→ O que se pede
Atualize o trecho do texto sobre a casa da Mitra que vai de "Esta casa da" até "o seu mosteiro.", inclusive, trocando "mausuléo" por "túmulo".

→ Texto de origem
Esta casa da Mitra foi não só mausuléo de Justus Perry, como tambem da Coronado, pois, salvo uma ou duas vezes que teve d’ir a Hespanha por motivos de familia ou d’interesses, nunca mais a illustre mulher deixou aquella estancia melancholica, que foi realmente o seu claustro e o seu mosteiro.
Quem passava na estrada d’aquelle laborioso e popular Poço do Bispo, em plena turbulencia dos carros de carga, dos silvantes comboios, do martelar das oficinas, do fumegar das altas chaminés, dos grupos de gente tisnada e arremangada, certo não poderia supôr que por traz d’aquellas cantarias altas e d’aquellas podridas janellas, uma creatura rara sofria e meditava—uma creatura d’alma heroica, da raça das Virgens d’Avila e das Donas Marias de Molina, e que aos oitenta e dois annos deslumbrava os amigos com a sua lucidez desconcertante, a sua verve picaresca, a sua eloquencia de homem, a sua belleza de rainha, e tal poder de ressurreição e recordação, que todos os fantasmas da sua mocidade viviam e existiam reaes, a cada simples apêlo dos seus dedos e estranha palavra dos seus labios, como as ressurgiria o medium Egglinton, ou Eusápia Palladini, n’alguma sessão de hermetica e telepatica.

→ Dados extraídos

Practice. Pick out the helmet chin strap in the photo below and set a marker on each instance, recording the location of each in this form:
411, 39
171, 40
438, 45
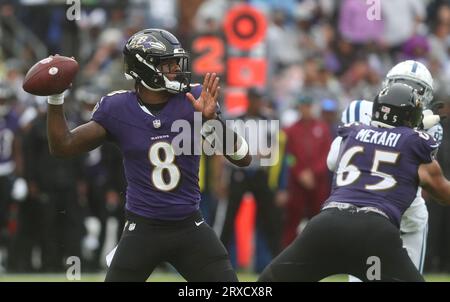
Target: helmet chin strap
171, 86
380, 125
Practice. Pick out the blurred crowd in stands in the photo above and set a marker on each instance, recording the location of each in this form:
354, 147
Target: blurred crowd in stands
321, 54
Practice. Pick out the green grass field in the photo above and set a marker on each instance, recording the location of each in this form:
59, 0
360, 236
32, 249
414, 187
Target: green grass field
162, 277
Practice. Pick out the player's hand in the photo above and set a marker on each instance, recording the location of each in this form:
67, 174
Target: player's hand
430, 119
207, 101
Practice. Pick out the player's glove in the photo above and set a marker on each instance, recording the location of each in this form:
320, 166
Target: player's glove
429, 119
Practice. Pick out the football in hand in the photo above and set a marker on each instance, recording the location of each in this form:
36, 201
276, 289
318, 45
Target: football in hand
51, 75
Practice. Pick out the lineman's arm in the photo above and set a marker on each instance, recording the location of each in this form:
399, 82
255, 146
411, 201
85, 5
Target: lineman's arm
433, 181
64, 142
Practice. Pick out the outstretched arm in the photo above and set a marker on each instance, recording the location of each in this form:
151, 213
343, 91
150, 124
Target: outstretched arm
64, 142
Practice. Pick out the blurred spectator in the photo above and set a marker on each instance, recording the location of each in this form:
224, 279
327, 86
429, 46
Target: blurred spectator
354, 24
11, 163
308, 142
329, 114
402, 19
57, 218
254, 179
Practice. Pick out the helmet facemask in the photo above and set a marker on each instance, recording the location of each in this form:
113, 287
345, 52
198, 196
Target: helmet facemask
423, 90
145, 55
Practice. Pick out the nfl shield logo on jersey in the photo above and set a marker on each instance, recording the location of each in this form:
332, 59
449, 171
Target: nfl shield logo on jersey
157, 123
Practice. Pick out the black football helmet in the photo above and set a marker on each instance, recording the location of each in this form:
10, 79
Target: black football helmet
397, 105
146, 50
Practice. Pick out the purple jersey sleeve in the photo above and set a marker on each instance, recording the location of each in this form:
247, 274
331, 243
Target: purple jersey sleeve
105, 113
423, 146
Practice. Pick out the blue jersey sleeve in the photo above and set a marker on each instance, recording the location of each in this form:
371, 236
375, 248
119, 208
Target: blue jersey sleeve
423, 146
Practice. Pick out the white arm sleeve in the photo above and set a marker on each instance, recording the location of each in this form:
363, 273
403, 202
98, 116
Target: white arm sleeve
334, 153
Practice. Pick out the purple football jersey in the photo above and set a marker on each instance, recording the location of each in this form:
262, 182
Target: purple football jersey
378, 167
161, 185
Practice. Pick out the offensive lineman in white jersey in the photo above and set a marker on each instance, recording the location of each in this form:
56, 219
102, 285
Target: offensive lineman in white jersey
414, 223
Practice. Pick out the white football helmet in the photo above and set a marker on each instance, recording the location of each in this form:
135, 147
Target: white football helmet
414, 74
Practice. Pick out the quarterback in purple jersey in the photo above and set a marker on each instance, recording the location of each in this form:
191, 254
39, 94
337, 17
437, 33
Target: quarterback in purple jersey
379, 170
162, 199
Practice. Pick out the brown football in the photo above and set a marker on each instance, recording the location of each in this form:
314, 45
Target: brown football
51, 75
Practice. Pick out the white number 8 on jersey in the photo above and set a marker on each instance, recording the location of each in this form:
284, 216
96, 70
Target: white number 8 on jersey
160, 165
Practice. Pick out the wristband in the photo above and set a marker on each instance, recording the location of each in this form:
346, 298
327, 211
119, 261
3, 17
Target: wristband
242, 151
56, 99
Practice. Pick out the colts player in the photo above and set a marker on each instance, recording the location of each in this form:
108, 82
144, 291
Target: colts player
162, 200
414, 223
379, 169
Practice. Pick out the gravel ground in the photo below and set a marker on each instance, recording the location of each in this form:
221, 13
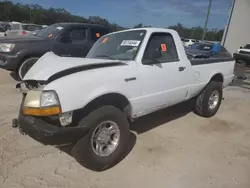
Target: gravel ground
172, 148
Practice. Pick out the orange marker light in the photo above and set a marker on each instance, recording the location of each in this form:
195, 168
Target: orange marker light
163, 47
42, 111
105, 40
97, 35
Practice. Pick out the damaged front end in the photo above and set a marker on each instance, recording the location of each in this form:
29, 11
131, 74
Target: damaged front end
41, 117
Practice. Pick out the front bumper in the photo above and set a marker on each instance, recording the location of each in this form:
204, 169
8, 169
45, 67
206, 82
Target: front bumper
243, 57
8, 62
49, 134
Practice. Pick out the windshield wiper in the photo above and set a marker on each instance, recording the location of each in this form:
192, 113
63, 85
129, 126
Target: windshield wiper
107, 56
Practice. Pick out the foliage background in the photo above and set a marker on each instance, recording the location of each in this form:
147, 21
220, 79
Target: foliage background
39, 15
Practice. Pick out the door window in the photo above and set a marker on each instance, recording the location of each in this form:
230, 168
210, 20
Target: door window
160, 49
96, 33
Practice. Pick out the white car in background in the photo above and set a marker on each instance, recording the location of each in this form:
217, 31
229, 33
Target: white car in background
21, 29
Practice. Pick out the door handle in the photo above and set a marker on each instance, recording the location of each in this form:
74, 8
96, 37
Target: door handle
182, 68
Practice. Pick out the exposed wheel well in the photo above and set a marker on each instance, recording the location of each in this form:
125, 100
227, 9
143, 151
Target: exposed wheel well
114, 99
217, 78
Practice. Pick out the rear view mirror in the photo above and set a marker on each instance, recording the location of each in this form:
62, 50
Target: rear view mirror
65, 40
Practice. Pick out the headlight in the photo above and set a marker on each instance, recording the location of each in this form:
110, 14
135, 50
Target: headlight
49, 98
38, 103
4, 47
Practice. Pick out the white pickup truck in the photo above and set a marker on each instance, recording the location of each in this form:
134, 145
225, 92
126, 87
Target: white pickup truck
127, 74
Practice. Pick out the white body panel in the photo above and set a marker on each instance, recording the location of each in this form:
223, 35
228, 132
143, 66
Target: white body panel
155, 86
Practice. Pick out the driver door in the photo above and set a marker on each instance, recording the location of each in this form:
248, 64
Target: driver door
162, 75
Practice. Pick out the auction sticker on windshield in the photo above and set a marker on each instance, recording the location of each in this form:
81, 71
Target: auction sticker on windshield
130, 43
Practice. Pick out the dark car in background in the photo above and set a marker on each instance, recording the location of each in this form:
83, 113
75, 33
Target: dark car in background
19, 54
243, 54
22, 29
3, 28
206, 50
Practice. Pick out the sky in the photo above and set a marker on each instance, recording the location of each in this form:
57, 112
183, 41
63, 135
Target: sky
157, 13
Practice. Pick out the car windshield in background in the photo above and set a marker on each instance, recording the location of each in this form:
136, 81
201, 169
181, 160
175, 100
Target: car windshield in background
185, 40
201, 46
247, 46
31, 27
50, 32
122, 46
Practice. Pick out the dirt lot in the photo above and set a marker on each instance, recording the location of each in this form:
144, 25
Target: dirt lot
173, 148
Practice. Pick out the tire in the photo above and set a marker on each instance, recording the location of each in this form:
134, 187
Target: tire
84, 150
204, 106
25, 66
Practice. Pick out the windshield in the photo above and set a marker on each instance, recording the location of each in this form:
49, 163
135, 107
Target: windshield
247, 46
200, 46
122, 46
50, 32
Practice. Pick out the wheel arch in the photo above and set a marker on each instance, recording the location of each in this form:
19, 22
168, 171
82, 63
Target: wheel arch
114, 99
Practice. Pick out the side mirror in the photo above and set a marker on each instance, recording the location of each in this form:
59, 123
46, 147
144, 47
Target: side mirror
156, 54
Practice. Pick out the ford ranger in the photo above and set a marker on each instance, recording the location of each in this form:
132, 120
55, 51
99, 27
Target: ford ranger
89, 101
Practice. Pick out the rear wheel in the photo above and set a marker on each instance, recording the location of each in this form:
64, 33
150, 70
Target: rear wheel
209, 100
105, 143
25, 66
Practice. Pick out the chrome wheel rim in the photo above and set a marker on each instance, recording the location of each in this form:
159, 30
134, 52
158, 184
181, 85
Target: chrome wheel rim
213, 100
105, 138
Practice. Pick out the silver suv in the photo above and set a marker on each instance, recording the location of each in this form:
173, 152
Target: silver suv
20, 29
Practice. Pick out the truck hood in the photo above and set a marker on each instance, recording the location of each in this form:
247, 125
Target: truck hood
17, 39
50, 65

→ Resposta escrita
Esta casa da Mitra foi não só túmulo de Justus Perry, como tambem da Coronado, pois, salvo uma ou duas vezes que teve d’ir a Hespanha por motivos de familia ou d’interesses, nunca mais a illustre mulher deixou aquella estancia melancholica, que foi realmente o seu claustro e o seu mosteiro.